TASK ITEM =>
Would you please transcribe, exactly as written, the lines of the entries below starting at the one that holds "Target — stone staircase" and ending at the one that holds "Target — bicycle wheel", both included?
SUPPLIED DATA below:
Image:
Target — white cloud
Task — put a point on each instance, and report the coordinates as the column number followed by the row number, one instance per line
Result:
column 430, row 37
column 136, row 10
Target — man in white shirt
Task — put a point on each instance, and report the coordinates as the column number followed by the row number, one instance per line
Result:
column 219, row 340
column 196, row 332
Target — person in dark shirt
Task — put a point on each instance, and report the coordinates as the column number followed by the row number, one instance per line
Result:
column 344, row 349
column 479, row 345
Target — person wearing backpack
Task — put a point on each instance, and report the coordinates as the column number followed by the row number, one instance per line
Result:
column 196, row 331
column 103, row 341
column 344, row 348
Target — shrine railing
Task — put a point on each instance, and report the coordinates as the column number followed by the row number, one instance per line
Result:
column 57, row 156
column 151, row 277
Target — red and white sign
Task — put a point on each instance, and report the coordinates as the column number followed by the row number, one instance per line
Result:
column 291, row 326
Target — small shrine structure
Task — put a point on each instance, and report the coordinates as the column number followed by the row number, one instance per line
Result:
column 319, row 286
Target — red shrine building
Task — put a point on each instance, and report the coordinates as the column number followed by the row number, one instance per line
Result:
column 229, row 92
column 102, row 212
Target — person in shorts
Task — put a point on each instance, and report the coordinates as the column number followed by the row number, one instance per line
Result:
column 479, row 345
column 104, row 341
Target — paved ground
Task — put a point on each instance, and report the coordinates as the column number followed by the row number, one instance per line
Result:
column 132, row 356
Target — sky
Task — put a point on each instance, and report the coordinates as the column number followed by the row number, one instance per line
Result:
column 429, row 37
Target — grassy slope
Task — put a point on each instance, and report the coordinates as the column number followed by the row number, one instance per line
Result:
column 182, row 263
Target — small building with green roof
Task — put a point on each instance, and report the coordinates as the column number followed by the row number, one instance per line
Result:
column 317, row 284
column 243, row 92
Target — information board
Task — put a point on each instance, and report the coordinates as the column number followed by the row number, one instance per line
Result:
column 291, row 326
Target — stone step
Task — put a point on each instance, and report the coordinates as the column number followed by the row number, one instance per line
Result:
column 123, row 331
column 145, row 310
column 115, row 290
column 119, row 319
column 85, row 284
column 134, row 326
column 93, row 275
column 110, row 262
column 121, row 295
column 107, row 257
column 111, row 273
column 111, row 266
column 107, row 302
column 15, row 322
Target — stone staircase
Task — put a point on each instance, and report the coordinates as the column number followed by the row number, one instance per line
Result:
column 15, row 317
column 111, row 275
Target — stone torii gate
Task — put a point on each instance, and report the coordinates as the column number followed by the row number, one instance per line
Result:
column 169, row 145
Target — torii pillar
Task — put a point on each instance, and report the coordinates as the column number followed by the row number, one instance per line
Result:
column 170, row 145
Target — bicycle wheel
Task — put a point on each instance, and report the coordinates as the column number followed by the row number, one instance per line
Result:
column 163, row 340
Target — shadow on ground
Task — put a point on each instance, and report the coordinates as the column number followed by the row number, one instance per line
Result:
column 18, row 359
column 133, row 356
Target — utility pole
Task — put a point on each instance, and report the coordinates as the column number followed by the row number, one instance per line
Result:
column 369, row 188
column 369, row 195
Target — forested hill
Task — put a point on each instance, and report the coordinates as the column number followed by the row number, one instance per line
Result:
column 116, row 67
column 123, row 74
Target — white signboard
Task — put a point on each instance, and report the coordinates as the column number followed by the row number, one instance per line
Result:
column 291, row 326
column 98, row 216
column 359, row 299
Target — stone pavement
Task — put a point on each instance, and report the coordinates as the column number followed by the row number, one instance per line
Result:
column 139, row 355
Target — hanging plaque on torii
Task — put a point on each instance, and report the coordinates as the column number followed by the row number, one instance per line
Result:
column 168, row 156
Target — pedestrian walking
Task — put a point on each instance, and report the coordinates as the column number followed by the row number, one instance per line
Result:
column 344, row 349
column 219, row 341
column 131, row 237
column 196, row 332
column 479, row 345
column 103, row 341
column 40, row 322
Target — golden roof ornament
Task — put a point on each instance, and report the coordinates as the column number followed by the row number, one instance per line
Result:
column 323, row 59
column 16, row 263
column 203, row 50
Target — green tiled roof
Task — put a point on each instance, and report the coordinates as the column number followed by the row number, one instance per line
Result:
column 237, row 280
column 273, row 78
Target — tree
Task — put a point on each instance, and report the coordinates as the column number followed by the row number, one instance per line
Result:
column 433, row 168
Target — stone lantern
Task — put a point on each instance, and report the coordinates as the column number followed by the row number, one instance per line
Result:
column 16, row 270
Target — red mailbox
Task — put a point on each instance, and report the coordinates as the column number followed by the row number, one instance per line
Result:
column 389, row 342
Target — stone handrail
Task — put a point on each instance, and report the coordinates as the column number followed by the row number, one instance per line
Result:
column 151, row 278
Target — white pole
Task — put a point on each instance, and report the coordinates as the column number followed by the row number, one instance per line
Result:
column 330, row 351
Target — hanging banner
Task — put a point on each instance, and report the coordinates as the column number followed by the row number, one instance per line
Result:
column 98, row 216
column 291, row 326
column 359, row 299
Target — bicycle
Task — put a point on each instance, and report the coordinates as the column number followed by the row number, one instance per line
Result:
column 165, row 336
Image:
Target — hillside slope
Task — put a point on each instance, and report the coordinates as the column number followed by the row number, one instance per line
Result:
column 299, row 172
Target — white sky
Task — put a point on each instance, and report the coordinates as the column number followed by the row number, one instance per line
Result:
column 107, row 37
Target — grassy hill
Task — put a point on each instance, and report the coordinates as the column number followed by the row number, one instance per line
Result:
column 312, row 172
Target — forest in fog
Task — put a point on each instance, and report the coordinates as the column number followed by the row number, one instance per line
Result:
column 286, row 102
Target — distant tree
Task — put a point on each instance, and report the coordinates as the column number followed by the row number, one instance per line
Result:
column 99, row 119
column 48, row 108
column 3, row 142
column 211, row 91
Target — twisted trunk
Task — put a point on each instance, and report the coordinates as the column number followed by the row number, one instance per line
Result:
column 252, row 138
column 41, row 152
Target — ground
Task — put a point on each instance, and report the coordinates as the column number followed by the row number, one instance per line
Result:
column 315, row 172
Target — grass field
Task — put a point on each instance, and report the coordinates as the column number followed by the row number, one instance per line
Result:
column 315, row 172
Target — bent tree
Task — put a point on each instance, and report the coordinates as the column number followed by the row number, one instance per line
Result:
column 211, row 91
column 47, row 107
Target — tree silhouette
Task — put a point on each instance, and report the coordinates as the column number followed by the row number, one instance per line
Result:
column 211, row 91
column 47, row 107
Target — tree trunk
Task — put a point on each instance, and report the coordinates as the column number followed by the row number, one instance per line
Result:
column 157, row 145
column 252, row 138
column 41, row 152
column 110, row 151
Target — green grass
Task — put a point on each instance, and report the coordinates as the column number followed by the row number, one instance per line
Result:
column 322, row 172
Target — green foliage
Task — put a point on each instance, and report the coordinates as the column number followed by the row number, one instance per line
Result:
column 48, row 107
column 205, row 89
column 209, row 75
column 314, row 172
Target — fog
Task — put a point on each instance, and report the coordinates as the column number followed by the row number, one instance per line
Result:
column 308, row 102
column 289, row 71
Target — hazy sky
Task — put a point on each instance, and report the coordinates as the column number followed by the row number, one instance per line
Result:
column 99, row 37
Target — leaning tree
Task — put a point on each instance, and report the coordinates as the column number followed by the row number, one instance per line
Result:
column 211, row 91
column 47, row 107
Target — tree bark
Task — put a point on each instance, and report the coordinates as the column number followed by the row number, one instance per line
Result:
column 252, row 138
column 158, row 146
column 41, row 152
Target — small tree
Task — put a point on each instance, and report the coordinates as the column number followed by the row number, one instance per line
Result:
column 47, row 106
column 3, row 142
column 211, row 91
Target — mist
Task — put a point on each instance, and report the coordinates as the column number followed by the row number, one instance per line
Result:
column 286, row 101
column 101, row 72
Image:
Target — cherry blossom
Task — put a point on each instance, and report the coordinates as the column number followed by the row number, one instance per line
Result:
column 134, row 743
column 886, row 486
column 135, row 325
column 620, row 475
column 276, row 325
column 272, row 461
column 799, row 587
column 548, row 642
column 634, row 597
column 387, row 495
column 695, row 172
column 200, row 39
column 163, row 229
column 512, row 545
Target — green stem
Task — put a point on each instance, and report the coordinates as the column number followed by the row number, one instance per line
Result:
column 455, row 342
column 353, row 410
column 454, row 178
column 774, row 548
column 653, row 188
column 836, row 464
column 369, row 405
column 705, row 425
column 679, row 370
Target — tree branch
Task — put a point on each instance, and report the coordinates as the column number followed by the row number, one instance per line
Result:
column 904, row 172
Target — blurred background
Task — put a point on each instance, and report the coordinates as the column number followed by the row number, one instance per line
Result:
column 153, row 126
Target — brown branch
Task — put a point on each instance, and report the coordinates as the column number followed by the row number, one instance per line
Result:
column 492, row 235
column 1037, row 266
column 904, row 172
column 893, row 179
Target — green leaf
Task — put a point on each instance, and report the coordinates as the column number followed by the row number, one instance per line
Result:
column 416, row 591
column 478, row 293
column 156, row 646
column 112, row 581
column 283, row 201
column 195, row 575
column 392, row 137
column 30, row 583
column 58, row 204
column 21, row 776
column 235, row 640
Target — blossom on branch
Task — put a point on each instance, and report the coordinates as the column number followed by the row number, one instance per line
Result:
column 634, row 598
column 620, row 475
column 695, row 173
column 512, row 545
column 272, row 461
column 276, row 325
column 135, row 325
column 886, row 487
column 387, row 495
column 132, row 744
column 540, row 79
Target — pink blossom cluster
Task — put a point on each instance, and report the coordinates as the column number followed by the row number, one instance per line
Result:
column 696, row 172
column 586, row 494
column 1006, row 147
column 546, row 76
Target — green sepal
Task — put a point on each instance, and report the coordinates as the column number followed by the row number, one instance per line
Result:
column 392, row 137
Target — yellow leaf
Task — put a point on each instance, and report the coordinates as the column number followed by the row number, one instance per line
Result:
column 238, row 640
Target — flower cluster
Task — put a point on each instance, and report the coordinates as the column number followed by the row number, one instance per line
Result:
End of SUPPLIED DATA.
RESULT =>
Target — stone staircase
Task — put a point on each instance, and report the coordinates as the column number followed by the row number, one instance per line
Result:
column 15, row 317
column 111, row 275
Target — stone torii gate
Task — put a point on each instance, and report the coordinates as the column number followed by the row number, one instance per line
Result:
column 169, row 145
Target — torii pillar
Task — put a point on each instance, and report the coordinates as the column number followed by the row number, one instance per line
Result:
column 170, row 145
Target — bicycle wheel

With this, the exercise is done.